--- Given information ---
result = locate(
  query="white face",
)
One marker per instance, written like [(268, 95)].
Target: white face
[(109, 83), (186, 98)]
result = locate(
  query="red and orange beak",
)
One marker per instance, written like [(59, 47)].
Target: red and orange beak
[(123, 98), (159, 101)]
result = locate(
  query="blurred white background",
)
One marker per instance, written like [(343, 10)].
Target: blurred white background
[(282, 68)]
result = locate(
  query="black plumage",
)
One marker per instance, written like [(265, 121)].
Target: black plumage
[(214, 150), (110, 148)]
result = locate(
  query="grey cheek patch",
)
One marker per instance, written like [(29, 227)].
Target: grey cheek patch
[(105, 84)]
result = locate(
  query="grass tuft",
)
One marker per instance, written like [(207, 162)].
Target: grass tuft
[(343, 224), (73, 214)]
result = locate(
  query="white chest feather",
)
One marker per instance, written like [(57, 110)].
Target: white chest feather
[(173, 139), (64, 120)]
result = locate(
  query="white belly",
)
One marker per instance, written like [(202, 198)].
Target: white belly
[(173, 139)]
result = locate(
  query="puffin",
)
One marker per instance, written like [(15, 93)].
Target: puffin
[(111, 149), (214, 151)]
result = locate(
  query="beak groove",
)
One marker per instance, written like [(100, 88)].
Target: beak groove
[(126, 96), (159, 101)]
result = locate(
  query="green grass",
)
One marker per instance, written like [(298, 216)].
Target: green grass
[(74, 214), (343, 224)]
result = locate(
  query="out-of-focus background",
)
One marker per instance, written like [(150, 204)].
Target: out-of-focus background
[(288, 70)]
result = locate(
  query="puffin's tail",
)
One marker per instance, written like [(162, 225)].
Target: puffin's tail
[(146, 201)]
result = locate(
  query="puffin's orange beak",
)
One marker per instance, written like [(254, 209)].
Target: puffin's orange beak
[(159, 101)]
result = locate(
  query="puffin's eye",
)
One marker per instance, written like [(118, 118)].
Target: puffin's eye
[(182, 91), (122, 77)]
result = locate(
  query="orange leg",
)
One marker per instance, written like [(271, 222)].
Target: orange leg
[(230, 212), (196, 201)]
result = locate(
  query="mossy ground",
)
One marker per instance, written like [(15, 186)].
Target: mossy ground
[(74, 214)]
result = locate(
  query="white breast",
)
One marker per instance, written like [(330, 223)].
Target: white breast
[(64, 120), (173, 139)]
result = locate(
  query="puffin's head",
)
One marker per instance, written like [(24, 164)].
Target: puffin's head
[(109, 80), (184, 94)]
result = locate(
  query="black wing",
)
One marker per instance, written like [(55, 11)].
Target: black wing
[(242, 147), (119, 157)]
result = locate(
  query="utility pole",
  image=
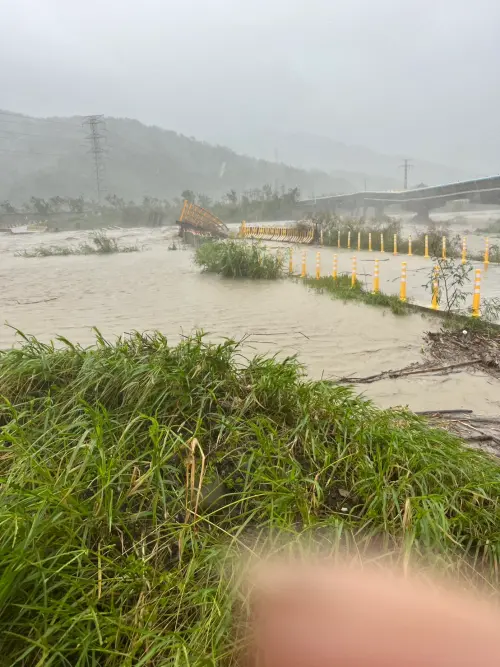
---
Edit the listing above by replacing each "One marker per instance" with "One point per instance" and keeping everything else unchanged. Leave the pictures out of your answer.

result = locate(
  query="white face",
)
One point per instance, written like [(268, 95)].
Target: white face
[(109, 83), (186, 98)]
result = locate(
  query="red and orange beak",
)
One point per instance, written like [(59, 47)].
Target: red and orange beak
[(123, 98), (159, 101)]
result = locate(
  query="blurred white background",
)
One point per instance, written like [(343, 10)].
Target: blurred white background
[(282, 68)]
result = locate(
  query="black plumage",
)
One point per instance, written like [(265, 121)].
Target: black plumage
[(214, 150), (110, 148)]
result = locate(
  query="grey cheek patch",
)
One point per instance, written like [(29, 227)].
Target: grey cheek patch
[(105, 84)]
result = locate(
  query="grass tuft",
)
One point per instance, written like [(207, 162)].
Target: grass tuft
[(343, 224), (73, 214)]
result = locate(
  query="white chest feather",
)
One point per instance, written like [(57, 110)].
Target: white chest feather
[(173, 139), (64, 120)]
result = locate(
  query="white belly",
)
One point per instance, written like [(202, 198)].
Target: white belly
[(173, 139)]
result = locate(
  query="puffin",
)
One point per instance, written like [(15, 93)].
Target: puffin
[(111, 149), (214, 151)]
result = locate(
  query="beak groove",
)
One point per instance, written like [(100, 88)].
Target: beak groove
[(126, 96), (159, 101)]
result = locate(
  query="green grass",
)
One point per instance, written like [(298, 216)].
Target: green grass
[(74, 214), (343, 224)]
result = locate(
  query="out-of-focus background",
)
One point per instance, written like [(150, 204)].
Target: out-of-focus background
[(288, 70)]
result = locate(
  query="puffin's tail",
)
One point per instance, written like [(162, 225)].
Target: puffin's tail
[(146, 201)]
result = locate(
  query="puffin's orange beak",
)
One point per instance, written like [(254, 209)].
Target: puffin's orange beak
[(159, 101)]
result = locate(
  query="puffin's eye",
)
One point per instance, written like [(118, 118)].
Target: puffin's eye
[(182, 91), (122, 77)]
result = locate(
  query="orange leg",
)
One point per instance, written like [(271, 222)].
Target: orange leg
[(230, 212), (196, 201)]
result = locate(
  query="mossy ground",
)
One point per instance, written like [(15, 186)].
Target: mossy ground
[(74, 214)]
result = locate(
  query="white breast",
)
One point per instance, written like [(330, 223)].
Target: white breast
[(64, 120), (173, 139)]
result = locate(
  query="puffin's head",
)
One point per instance, written like [(24, 164)].
Target: puffin's head
[(109, 80), (184, 94)]
result = locate(
  query="black wing",
)
One point per instance, written like [(55, 11)].
Target: black wing
[(242, 147), (119, 157)]
result = locate(
  query="utility pole",
  image=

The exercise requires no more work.